#### [Supplied text]
────────

# A Distributed Neural Network Architecture for Robust Non-Linear Spatio-Temporal Prediction

## Abstract

We introduce a distributed spatio-temporal artificial neural network architecture (DISTANA). It encodes mesh nodes using recurrent, neural prediction kernels (PKs), while neural transition kernels (TKs) transfer information between neighboring PKs, together modeling and predicting spatio-temporal time series dynamics. As a consequence, DISTANA assumes that generally applicable causes, which may be locally modified, generate the observed data. DISTANA learns in a parallel, spatially distributed manner, scales to large problem spaces, is capable of approximating complex dynamics, and is particularly robust to overfitting when compared to other competitive ANN models. Moreover, it is applicable to heterogeneously structured meshes.

## 1 Introduction

Modeling and predicting non-linear spatio-temporal process dynamics is challenging for current pattern recognition systems [1]. Representative problem domains range from the analysis of dynamic brain activities in neuroscience [6], over video streams [5], information flow in social networks [2], and traffic predictions [11], to climate and weather forecasts [8, 10]. In all cases, the major challenge is to infer, model, and predict the underlying causes that generate the perceived data stream, propagating the involved causal dynamics through graphs and distributed sensor meshes. A key property, which all spatio-temporal processes have in common, is that some generally underlying principles—such as physics when observing natural processes—will apply irrespective of time or location. As a result, the same predictable patterns—individually modified by local spatial and temporal influences—will be observable repeatedly at different spatial locations and points in time.

We introduce DISTANA, a distributed spatio-temporal artificial neural network architecture, which actively searches for such characteristics in time series data. DISTANA learns predictive, spatio-temporal, neural network kernels (PKs), which are applied to all nodes of a mesh. Additional information routing transition kernels (TKs) laterally connect the PKs. Both PKs and TKs, respectively, share their weights, thus applying the same operations at different locations. This enables efficient parallel computation in and learning from all spatial locations in the mesh. Moreover, DISTANA is predisposed to identify the universal, recurring causes of the observed pattern dynamics. Compared to seven other ANN models, including convolutional neural networks (CNNs), recurrent neural networks (RNNs), and combinations of both (e.g. ConvLSTM), DISTANA reaches both higher accuracy and robustness at approximating circularly propagating waves, it is critically less prone to overfitting, and it bears the potential to handle heterogeneously distributed sensor meshes. Thus, in the near future we intend to apply DISTANA to related, but more challenging real-world problems, such as learning to predict the partially chaotic processes that generate our weather and climate.

────────

#### [Record extracts]
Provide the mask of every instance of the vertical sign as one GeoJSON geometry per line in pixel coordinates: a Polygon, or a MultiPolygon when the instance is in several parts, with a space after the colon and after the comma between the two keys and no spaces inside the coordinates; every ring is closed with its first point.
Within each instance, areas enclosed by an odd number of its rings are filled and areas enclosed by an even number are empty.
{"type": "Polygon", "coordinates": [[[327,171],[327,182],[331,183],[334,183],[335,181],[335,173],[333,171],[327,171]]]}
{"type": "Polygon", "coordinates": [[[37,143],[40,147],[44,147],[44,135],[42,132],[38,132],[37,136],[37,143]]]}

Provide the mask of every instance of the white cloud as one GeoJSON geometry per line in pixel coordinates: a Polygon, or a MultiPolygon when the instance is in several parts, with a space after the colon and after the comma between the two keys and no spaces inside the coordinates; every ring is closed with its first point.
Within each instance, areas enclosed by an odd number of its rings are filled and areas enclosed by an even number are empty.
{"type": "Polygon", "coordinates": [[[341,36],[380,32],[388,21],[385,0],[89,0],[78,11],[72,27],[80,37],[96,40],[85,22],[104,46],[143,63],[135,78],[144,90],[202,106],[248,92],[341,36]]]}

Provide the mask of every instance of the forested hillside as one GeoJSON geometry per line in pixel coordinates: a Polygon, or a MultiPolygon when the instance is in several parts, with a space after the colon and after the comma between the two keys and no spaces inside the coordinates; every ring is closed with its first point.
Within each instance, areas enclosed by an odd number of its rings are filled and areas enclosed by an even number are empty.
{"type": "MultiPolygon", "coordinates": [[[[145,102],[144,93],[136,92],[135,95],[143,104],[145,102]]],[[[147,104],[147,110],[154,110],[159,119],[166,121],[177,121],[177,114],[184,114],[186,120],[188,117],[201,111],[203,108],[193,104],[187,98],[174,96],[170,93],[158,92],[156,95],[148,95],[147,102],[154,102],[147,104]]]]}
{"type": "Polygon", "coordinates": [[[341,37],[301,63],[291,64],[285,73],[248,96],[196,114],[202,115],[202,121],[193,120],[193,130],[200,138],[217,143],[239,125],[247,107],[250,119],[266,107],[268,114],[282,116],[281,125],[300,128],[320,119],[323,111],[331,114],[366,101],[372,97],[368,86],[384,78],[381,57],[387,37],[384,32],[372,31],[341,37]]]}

────────

#### [What the task asks]
Decide whether each statement agrees with the DISTANA text, answering yes or no and quoting the words of the text that settle it. 1. DISTANA was compared against seven other ANN models. 2. The PKs and TKs use different weights at each mesh location. 3. DISTANA can be used only on regularly structured meshes. The data above are separate from the DISTANA text and unrelated to it.

#### [Exercise solution]
1. Yes: "Compared to seven other ANN models"
2. No: "Both PKs and TKs, respectively, share their weights, thus applying the same operations at different locations."
3. No: "Moreover, it is applicable to heterogeneously structured meshes."